#### [Extrait du texte]
--- --- ---

Ennemis rapprochés (The Devil’s Own) – d’Alan J. Pakula – 1997
La grande critique, à la sortie en salles, voulait que Harrison Ford et Brad Pitt donnent l’impression de jouer dans deux films différents. C’est assez vrai, mais la critique semble assez injuste, à vrai dire. Pas que le film ne mérite pas de critique : il est effectivement à moitié convaincant, seulement, et donne bien souvent le sentiment de rater sa cible.
Mais cette impression de deux grands acteurs qui se croisent sans se comprendre vraiment est, au fond, le sujet même du film. D’un côté, Brad Pitt, figure de l’IRA armée qui vit dans la violence et la mort depuis que son père a été abattu sous ses yeux alors qu’il n’était qu’un gamin (ce qui nous donne un prologue en forme de compilation de clichés irlandais). De l’autre, Harrison Ford, flic new-yorkais d’origine irlandaise, droit comme la justice, bon père de famille, habité par des idéaux dont il ne dévie jamais, et qui n’a jamais tiré sur qui que ce soit en vingt-trois ans de police…
Comment voulez-vous que ces deux-là se comprennent vraiment, alors qu’ils vivent dans des univers si radicalement différents ? Le premier côtoie la violence au quotidien, le second ne la comprend plus et n’aspire qu’à une vie de famille rangée dans son paisible quartier pavillonnaire du New Jersey. Le sujet est fort, et assez beau. Il donne lieu à quelques très belles scènes, parce que ces deux-là, s’ils ne se comprennent pas, s’aiment d’un amour filial.

--- --- ---

#### [Consigne]
Reproduisez sans rien changer le passage de l'extrait sur le film Ennemis rapprochés qui s'ouvre sur les mots contenant « Ennemis rapprochés (The » et se clôt sur « rater sa cible. ». Le matériel qui suit ne joue aucun rôle ici.

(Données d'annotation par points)
--- --- ---

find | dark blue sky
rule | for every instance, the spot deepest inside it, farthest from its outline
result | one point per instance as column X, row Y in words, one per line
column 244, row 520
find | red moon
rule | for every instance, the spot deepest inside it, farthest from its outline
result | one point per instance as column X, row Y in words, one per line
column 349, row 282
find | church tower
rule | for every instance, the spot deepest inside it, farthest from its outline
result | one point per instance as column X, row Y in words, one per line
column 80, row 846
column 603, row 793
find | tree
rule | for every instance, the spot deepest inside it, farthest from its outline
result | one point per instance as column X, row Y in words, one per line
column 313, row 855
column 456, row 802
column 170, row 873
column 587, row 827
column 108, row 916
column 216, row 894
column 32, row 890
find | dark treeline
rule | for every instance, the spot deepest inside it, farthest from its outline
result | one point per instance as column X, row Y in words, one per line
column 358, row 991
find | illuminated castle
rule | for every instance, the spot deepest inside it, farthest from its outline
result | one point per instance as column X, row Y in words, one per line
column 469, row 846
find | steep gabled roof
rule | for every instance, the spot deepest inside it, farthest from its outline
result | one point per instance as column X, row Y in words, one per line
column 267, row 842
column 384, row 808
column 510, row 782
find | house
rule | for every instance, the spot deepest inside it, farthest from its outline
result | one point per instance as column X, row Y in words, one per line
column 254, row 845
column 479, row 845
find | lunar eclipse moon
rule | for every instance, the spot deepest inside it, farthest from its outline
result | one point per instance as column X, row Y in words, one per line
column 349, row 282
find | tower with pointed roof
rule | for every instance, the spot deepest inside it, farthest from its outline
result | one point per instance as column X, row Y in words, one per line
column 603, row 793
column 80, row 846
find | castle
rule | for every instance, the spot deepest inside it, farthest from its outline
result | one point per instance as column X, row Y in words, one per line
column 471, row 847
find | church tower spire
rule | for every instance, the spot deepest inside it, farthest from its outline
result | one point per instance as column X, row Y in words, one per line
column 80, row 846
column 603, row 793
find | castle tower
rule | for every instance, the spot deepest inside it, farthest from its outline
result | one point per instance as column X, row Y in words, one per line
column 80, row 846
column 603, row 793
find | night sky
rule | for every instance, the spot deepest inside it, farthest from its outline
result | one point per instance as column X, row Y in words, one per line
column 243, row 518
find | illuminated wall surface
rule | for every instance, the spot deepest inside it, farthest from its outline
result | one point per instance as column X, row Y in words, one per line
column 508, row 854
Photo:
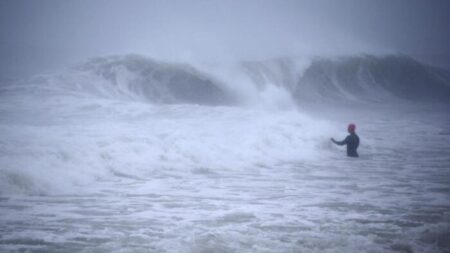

--- --- ---

#### [Résultat ci-dessous]
Ennemis rapprochés (The Devil’s Own) – d’Alan J. Pakula – 1997
La grande critique, à la sortie en salles, voulait que Harrison Ford et Brad Pitt donnent l’impression de jouer dans deux films différents. C’est assez vrai, mais la critique semble assez injuste, à vrai dire. Pas que le film ne mérite pas de critique : il est effectivement à moitié convaincant, seulement, et donne bien souvent le sentiment de rater sa cible.